#### Problem to solve:
Please copy the records below word for word.

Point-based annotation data
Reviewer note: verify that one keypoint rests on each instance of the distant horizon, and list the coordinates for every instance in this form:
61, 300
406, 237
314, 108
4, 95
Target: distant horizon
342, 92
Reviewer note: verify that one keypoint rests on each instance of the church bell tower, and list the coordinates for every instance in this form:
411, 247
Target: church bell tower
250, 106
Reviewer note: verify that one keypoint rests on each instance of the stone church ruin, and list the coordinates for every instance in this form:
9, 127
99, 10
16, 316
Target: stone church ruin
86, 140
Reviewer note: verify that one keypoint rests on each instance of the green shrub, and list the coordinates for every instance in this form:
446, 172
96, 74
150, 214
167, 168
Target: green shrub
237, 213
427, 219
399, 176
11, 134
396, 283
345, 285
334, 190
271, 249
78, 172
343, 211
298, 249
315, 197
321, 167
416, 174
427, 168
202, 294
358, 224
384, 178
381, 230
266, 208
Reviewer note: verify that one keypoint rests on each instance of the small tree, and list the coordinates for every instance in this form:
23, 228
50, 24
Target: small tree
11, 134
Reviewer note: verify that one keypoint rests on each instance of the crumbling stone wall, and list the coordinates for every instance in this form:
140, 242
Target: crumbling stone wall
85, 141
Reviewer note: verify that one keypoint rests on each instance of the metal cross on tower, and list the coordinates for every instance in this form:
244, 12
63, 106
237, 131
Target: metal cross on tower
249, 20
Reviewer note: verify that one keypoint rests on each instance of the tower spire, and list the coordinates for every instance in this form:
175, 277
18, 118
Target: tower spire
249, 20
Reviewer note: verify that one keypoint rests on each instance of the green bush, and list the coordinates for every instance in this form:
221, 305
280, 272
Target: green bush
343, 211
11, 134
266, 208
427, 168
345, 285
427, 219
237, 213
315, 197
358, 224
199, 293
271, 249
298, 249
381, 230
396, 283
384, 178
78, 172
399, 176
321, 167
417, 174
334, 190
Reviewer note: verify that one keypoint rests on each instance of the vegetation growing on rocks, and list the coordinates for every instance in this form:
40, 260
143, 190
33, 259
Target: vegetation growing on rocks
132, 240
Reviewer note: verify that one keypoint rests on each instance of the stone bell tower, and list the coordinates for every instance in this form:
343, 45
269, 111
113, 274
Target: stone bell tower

#### Finished exercise:
Reviewer note: verify that one keypoint rests on each instance of the distant horizon, and list the coordinates for every instance in this form:
61, 300
406, 237
314, 108
4, 95
Target: distant horizon
342, 92
Reviewer note: verify that one keypoint rests on each instance of the church bell tower, and list the coordinates for every instance in this form:
411, 247
Target: church bell tower
250, 106
Reviewer note: verify that one keypoint rests on each instance of the stone church ruin, and list the coordinates for every instance in this form:
9, 127
99, 10
16, 316
Target: stone church ruin
86, 140
Reviewer note: verify that one keypoint rests on each instance of the green shrub, and list the coordinates for every instance in this form:
446, 172
96, 74
150, 214
167, 168
Target: green shrub
237, 213
427, 219
399, 176
11, 134
396, 283
345, 285
334, 190
271, 249
78, 172
343, 211
298, 249
315, 197
321, 167
416, 174
427, 168
202, 294
358, 224
384, 178
381, 230
266, 208
Reviewer note: verify that one keypoint rests on each instance of the small tree, and list the coordinates for every instance in this form:
23, 228
50, 24
Target: small tree
11, 134
Reviewer note: verify that one keypoint rests on each instance of the crumbling stone wall, and list the coordinates for every instance in this form:
140, 242
Target: crumbling stone wall
85, 141
Reviewer note: verify that one keypoint rests on each instance of the metal cross on tower, and list the coordinates for every instance in this form:
244, 12
63, 106
237, 131
Target: metal cross on tower
249, 20
Reviewer note: verify that one keypoint rests on each instance of the tower spire, and list the coordinates for every instance in this form:
175, 277
18, 118
Target: tower spire
249, 20
Reviewer note: verify that one keypoint rests on each instance of the green bush, and list the coordinates for every instance in this form:
221, 305
280, 272
Target: green bush
343, 211
11, 134
266, 208
427, 168
345, 285
427, 219
237, 213
315, 197
358, 224
199, 293
271, 249
298, 249
381, 230
396, 283
384, 178
78, 172
399, 176
321, 167
417, 174
334, 190
Reviewer note: verify that one keypoint rests on each instance of the vegetation growing on rocks, and list the coordinates for every instance in this form:
40, 260
143, 190
33, 259
Target: vegetation growing on rocks
132, 240
Reviewer note: verify that one keypoint rests on each instance of the stone bell tower, and list the coordinates for every instance in this form:
343, 45
269, 111
113, 274
Target: stone bell tower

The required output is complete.